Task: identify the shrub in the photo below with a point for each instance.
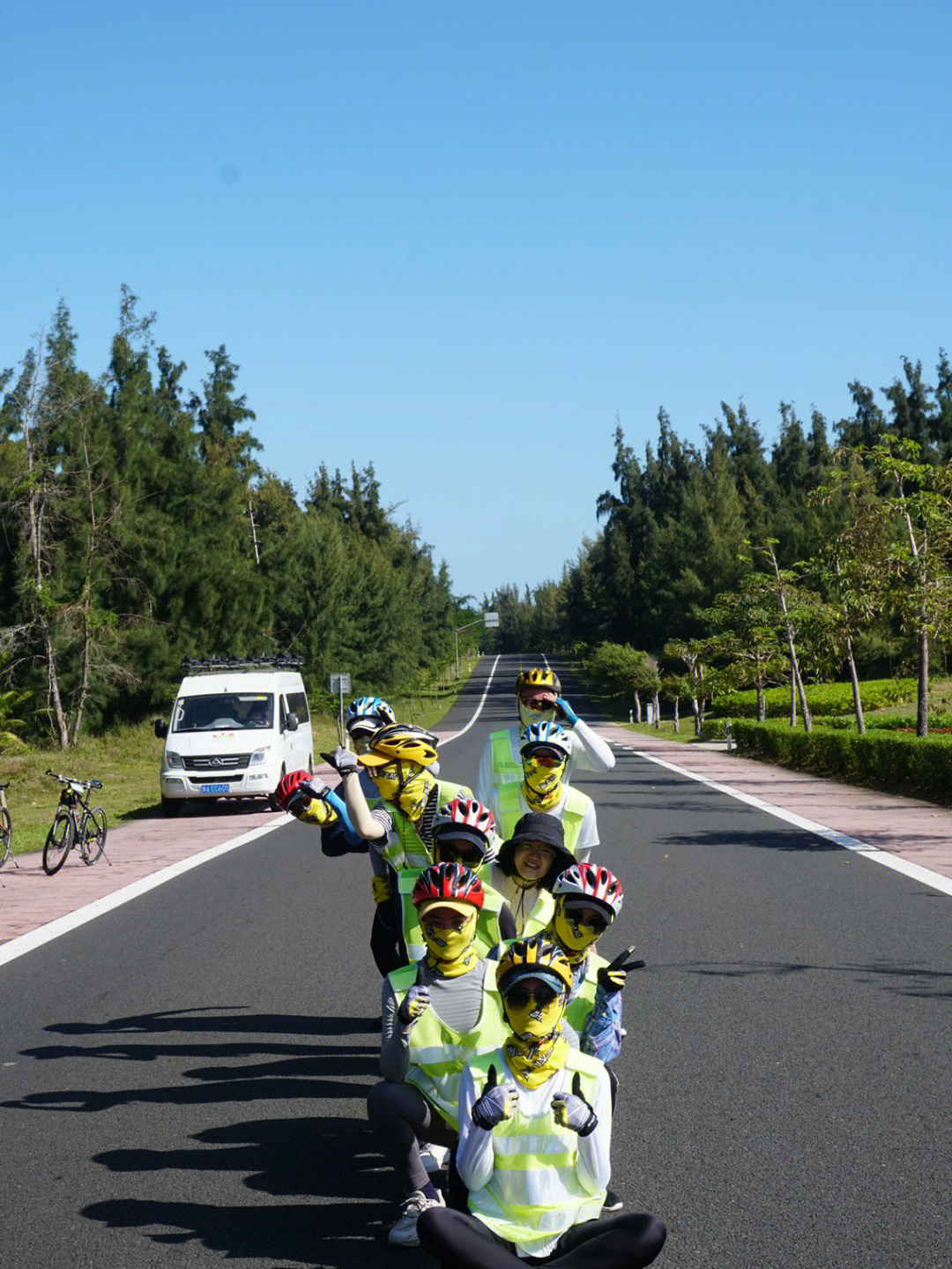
(824, 698)
(882, 758)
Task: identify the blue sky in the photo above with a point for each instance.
(457, 240)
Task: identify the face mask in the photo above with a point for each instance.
(543, 782)
(569, 934)
(527, 716)
(413, 797)
(449, 944)
(532, 1019)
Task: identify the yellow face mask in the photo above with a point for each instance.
(446, 933)
(572, 931)
(541, 780)
(534, 1009)
(413, 797)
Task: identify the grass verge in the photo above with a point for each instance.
(127, 762)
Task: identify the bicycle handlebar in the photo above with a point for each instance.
(69, 780)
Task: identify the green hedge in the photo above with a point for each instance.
(823, 698)
(882, 758)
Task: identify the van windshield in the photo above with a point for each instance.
(232, 711)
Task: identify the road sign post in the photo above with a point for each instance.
(340, 685)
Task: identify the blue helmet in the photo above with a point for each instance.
(549, 734)
(368, 713)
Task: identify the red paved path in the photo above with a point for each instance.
(917, 832)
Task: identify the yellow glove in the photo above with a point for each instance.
(382, 889)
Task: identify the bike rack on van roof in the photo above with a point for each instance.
(212, 664)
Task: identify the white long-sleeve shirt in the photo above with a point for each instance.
(588, 753)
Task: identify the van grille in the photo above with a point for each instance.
(217, 764)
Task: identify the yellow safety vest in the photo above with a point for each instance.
(572, 814)
(437, 1054)
(405, 847)
(534, 1193)
(507, 760)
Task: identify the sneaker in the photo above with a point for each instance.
(613, 1203)
(433, 1156)
(405, 1231)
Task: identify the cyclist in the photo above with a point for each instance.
(526, 868)
(297, 791)
(539, 699)
(399, 829)
(544, 754)
(534, 1141)
(436, 1015)
(465, 832)
(587, 901)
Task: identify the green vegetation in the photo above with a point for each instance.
(127, 762)
(882, 758)
(824, 698)
(139, 529)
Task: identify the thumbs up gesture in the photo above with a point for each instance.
(572, 1110)
(497, 1103)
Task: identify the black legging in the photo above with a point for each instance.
(399, 1118)
(627, 1242)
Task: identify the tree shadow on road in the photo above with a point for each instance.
(317, 1193)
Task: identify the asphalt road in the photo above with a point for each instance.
(182, 1080)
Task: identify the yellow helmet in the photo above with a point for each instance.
(534, 959)
(541, 681)
(399, 742)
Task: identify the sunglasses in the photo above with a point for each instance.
(450, 853)
(582, 915)
(521, 997)
(445, 920)
(547, 758)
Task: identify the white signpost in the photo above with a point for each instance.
(489, 621)
(340, 685)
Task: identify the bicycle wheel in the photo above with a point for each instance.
(5, 837)
(58, 841)
(94, 835)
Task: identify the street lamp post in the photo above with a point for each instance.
(489, 619)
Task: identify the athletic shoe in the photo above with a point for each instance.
(405, 1231)
(434, 1158)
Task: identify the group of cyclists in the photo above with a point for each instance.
(500, 1017)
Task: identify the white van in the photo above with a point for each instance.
(236, 728)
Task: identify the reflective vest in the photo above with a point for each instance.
(405, 847)
(582, 1003)
(534, 1193)
(437, 1054)
(539, 915)
(507, 763)
(487, 936)
(572, 814)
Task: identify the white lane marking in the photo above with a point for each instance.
(480, 707)
(63, 924)
(841, 839)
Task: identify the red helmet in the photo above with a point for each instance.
(466, 820)
(451, 882)
(588, 881)
(288, 785)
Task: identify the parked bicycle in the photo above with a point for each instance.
(75, 824)
(5, 830)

++++

DESCRIPTION OF THE TASK:
Please transcribe all of the entries exactly and omit any picture they hold.

RESULT:
Task: identify the shrub in the photo below with a point for each instance.
(824, 698)
(882, 758)
Task: identify the blue sky in the photo above with a point for each instance.
(457, 240)
Task: identify the face mask in the photo above with a point for each instance.
(543, 782)
(569, 934)
(527, 716)
(413, 797)
(449, 944)
(532, 1019)
Task: identify the yellow face mask in the photo above with a point for each instance.
(446, 933)
(572, 931)
(541, 780)
(534, 1009)
(413, 797)
Task: identify the grass verge in the photo above with a point for each instance.
(127, 762)
Task: identify the bicycle handlebar in the photo above with a point for each instance.
(69, 780)
Task: identify the green hedge in the photo above with a point for each instance.
(823, 698)
(882, 758)
Task: identify the van windshield in the photo above with a point for each instance.
(232, 711)
Task: identify the road sign post in the photo above with a point for each instance.
(340, 685)
Task: identify the blue helmet in the photo above with a point for each instance.
(549, 734)
(368, 713)
Task: identify the red paved path in the photo above with a point for each instance.
(917, 832)
Task: identify the yellow glove in the photo above with a point for each instance.
(382, 889)
Task: identify the bike rack on van roof in the photo above with a point for each instance.
(212, 664)
Task: identify the white long-sleeve shirt in the photo above with a point for each instance.
(588, 753)
Task: identify the van grille in the photo above with a point for each instance.
(217, 764)
Task: identify the yellow safety vest in the photo above with a point for each instance.
(572, 814)
(437, 1054)
(405, 847)
(534, 1193)
(507, 760)
Task: identify the sneaker in the photo above with a point for each instance.
(613, 1203)
(433, 1156)
(405, 1231)
Task: identify the cyclist in the photo above with a point for each instance.
(526, 868)
(297, 791)
(539, 699)
(399, 829)
(544, 754)
(534, 1141)
(436, 1015)
(465, 832)
(587, 901)
Task: identify the green vegetation in the photo above with a point for each instance.
(127, 762)
(882, 758)
(824, 698)
(139, 529)
Task: identify the thumbs up gesture in the photo above with a point for each instance.
(572, 1110)
(497, 1103)
Task: identify the black legging in the photo above with a point for each instance.
(399, 1118)
(627, 1242)
Task: identify the tree shadow on road in the photo above with a point for each instance.
(317, 1193)
Task: identify the asphalt road in the photo above with a point for each instance.
(182, 1080)
Task: identify the yellow helmet in the photo above with a point for each instance.
(534, 959)
(541, 681)
(399, 742)
Task: identify the sunglasses in the photo above with a point for each instance.
(450, 853)
(582, 915)
(521, 997)
(445, 920)
(547, 758)
Task: identify the white signpost in the photo above with a point for each instance.
(489, 621)
(340, 685)
Task: identify the bicycle wheel in the photo above with a point for each instance.
(5, 837)
(58, 841)
(94, 835)
Task: identify the street lamp post in the photo above with a point for each instance.
(489, 619)
Task: identify the athletic shoe in the photo above with a point for each instance.
(405, 1231)
(434, 1158)
Task: identify the group of cyclists in the photo above with a point for each instance.
(500, 1017)
Task: identify the white van in the photo above with a point for each instance.
(236, 728)
Task: identify the reflective vest in the photo above with a point for each instance.
(405, 847)
(582, 1003)
(534, 1193)
(437, 1054)
(539, 915)
(507, 763)
(487, 936)
(572, 814)
Task: identify the white lane marking in the photo above with a point for each instance.
(480, 707)
(63, 924)
(841, 839)
Task: identify the red helmet in the photo above with a point for each instance.
(466, 820)
(451, 882)
(588, 881)
(288, 785)
Task: identify the parked bicycle in the photo above with a point for each instance.
(75, 824)
(5, 830)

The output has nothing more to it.